Photo-based referring expression data
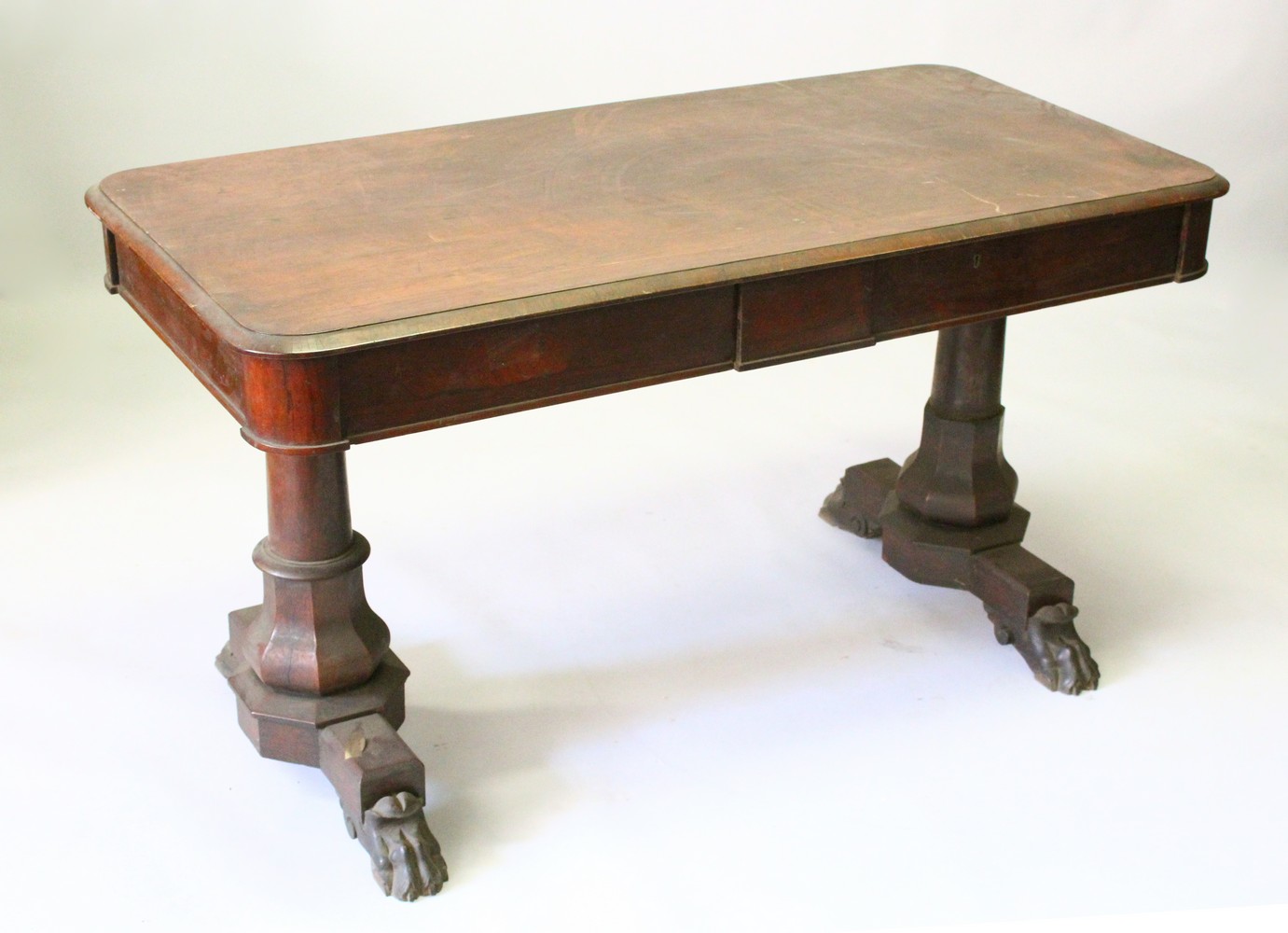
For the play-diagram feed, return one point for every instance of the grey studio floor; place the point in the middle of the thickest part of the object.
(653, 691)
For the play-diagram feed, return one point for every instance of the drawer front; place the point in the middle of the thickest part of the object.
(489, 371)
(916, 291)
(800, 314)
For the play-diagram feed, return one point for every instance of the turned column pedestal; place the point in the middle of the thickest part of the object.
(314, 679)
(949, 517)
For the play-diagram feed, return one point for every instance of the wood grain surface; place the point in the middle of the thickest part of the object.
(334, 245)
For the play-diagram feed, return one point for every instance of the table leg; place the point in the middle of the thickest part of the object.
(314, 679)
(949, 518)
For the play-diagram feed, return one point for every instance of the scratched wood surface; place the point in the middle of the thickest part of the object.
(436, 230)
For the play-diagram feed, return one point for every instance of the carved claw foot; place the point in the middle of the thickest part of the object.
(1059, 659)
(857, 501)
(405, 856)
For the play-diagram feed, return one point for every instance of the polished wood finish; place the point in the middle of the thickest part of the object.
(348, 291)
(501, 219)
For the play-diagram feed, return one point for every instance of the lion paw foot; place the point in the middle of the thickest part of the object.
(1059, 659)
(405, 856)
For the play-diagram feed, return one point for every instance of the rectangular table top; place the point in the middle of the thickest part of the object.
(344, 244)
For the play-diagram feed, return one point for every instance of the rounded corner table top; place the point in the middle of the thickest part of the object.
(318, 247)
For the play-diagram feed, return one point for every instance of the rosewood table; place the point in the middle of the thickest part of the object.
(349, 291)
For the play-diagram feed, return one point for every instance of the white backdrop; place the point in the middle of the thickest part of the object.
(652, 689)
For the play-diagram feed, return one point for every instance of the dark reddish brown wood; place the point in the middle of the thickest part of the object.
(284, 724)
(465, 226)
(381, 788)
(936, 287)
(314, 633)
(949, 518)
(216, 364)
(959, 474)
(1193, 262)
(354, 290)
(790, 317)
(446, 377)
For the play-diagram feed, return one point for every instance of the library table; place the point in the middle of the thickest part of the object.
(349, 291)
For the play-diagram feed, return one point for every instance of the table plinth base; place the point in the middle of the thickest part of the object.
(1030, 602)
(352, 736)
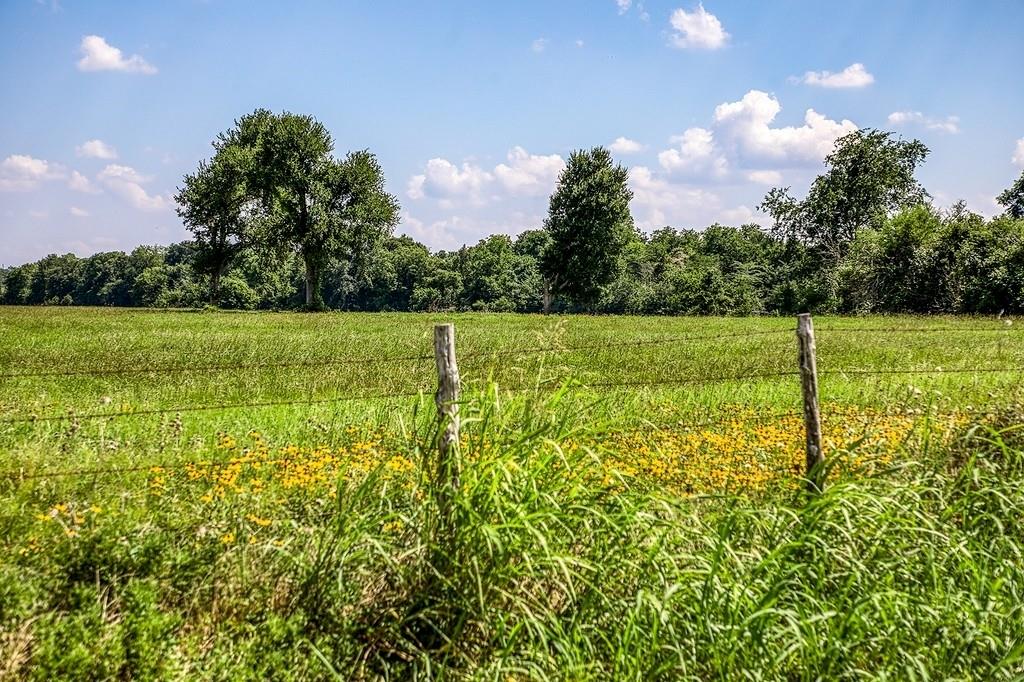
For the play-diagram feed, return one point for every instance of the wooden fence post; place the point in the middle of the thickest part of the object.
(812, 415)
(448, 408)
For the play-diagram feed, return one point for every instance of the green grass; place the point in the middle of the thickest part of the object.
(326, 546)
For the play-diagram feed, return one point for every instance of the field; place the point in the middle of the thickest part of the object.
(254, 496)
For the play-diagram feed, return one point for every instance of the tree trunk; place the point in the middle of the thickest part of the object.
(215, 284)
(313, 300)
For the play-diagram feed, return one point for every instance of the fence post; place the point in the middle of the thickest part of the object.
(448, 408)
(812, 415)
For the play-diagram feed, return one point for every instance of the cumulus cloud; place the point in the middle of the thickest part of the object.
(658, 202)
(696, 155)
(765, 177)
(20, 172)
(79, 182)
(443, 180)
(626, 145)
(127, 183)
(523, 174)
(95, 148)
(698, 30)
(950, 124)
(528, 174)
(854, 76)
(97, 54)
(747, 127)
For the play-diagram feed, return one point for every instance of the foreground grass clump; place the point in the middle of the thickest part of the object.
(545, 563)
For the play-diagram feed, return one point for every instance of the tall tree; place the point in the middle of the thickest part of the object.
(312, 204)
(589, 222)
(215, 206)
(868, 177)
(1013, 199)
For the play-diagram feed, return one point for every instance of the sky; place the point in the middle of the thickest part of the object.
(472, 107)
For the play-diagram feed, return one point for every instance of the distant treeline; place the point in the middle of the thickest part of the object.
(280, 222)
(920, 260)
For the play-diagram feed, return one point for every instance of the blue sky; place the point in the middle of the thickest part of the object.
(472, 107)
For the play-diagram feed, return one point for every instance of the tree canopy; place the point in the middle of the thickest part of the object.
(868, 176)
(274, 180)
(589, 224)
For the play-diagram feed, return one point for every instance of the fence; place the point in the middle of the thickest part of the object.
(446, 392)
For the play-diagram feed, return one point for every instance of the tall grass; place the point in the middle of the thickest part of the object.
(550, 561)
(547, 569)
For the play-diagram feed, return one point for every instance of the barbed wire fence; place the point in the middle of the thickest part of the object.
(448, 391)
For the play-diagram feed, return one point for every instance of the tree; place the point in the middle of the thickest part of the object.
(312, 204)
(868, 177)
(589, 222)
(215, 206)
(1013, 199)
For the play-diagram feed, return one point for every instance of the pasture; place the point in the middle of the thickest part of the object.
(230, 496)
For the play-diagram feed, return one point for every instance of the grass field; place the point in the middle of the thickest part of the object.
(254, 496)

▶ [TASK OBJECTIVE]: Leaving the pictures out, reproduce the entries above exactly.

▶ [FINISHED TASK]:
For the play-diagram feed, return one point for every instance of the grey studio floor; place the point in the middle of the thickest part of the object.
(653, 691)
For the play-diagram feed, return one point for every instance of the drawer front; place the point in the middle of the thickest part of the object.
(489, 371)
(916, 291)
(800, 314)
For the play-diagram feed, return one point for every instance of the turned column pedestal; place the point in the middle of the thickest part of the object.
(314, 679)
(949, 517)
For the play-diagram feed, return one point for every instance of the wood grain surface; place the point in the middle of the thickest part of the object.
(334, 245)
For the play-diagram feed, return one point for every instance of the table leg; place the point in the middle of the thickest part of the object.
(314, 679)
(949, 518)
For the play-diagram feed, return one point for every instance of the scratched wood surface; place the point in the middle of the thickest part of the object.
(436, 230)
For the play-diagram feed, return one point for every instance of the carved claw foot; place the point in the middle of the thickest part of the object.
(1059, 659)
(857, 501)
(405, 856)
For the play-diagram feed, return one point for every instance of the polished wood finish; place the point in the middle of the thickest part of the object.
(348, 291)
(501, 219)
For the play-diagram feed, return one point for every instance of the lion paw foot; place the point in the middle of the thickest part of the object.
(1059, 659)
(405, 856)
For the play-diagram feed, return one point for every instance of the rectangular table top; place the point in the middle of the thickest part of the object.
(344, 244)
For the play-diagram feed, return one point for every instance of the rounded corner table top; place the point in the middle of the thickest part of the object.
(318, 247)
For the play-diagram feed, return one point for every instance of the rosewood table; place the point in the middle of the thickest part of the object.
(349, 291)
For the play-diagram feed, return one point for every instance of the white backdrop; place the point in the middle of the thickest part of the object.
(652, 689)
For the play-diagram feed, return one point for every instance of the dark reddish brown wood; place the point in the middle of the thickest part of the object.
(284, 724)
(465, 226)
(381, 788)
(936, 287)
(314, 633)
(949, 518)
(216, 364)
(959, 474)
(1193, 262)
(354, 290)
(790, 317)
(446, 377)
For the play-diagram feed, return one point for every instance of the library table; place the point in the middle of the thickest part of the object.
(349, 291)
For the play-diagram feed, return one point for every instance of the table plinth base; place the point in the middle of the thickest part of the object.
(1030, 602)
(352, 736)
For the play-diagram feed, return one point for every instance of the wooden fence post; place the point in the middle of the thickest part of the object.
(812, 415)
(448, 408)
For the play-diagram feed, return one point for every instance of the green grass; place the point in the middle of the thickest part of the object.
(326, 546)
For the play-diagram feed, return one point for every instance of the field; place the point in the middle of the thickest part of the object.
(254, 496)
For the play-diagram feed, return one point for every instance of the tree trunk; place the point in the middle of the thickest part of the object.
(215, 284)
(313, 300)
For the play-diagram feed, return one point for every instance of the fence post; place the point in the middle of the thickest part of the object.
(448, 408)
(812, 415)
For the play-diagram feed, return one point for every instance of the cumulus cloud; place the point in the middle of the thickest part of the object.
(658, 202)
(696, 155)
(765, 177)
(20, 172)
(79, 182)
(443, 180)
(626, 145)
(127, 183)
(523, 174)
(95, 148)
(698, 30)
(950, 124)
(528, 174)
(854, 76)
(97, 54)
(747, 127)
For the play-diagram feed, return one point for every instance of the foreground grass clump; place the point in the middle of the thickest part of the object.
(545, 563)
For the play-diagram feed, return one point for every instance of the tall tree; place the point in the middle of the thickest part of the object.
(312, 204)
(589, 222)
(215, 206)
(868, 177)
(1013, 199)
For the play-diagram feed, return one point for every instance of the sky; place the point in the middle of the thickest part of the object.
(472, 107)
For the play-diagram feed, return one point for every instance of the distant treeline; place the point in the middle of the thickest part of the object.
(280, 222)
(920, 260)
For the play-diagram feed, return one point for every instance of the blue sky; place the point in the middle of the thickest part of the object.
(472, 107)
For the play-diagram feed, return one point for every instance of the tree canopy; place the point in the middle of the thickest part of the object.
(868, 176)
(274, 180)
(589, 224)
For the play-diagram feed, return one point for every instance of the fence; place the point in the middle of the thickest part of the object.
(446, 392)
For the play-diagram feed, return one point for every instance of the tall grass; place the point in the middle of the thickest part of the object.
(550, 561)
(547, 569)
For the play-diagram feed, return one point for every instance of the barbed wire fence; place the point in the middle of the thickest part of the object.
(448, 391)
For the play-diagram feed, return one point for every instance of the tree; place the point in the middle of the thickest part of the object.
(312, 204)
(868, 177)
(589, 222)
(215, 206)
(1013, 199)
For the play-diagram feed, return one point for every instance of the pasture; place the point in the middle of the thickest part of the object.
(230, 496)
For the play-diagram feed, return one point for every instance of the grass field; place the point in the middle of the thickest part of the object.
(254, 496)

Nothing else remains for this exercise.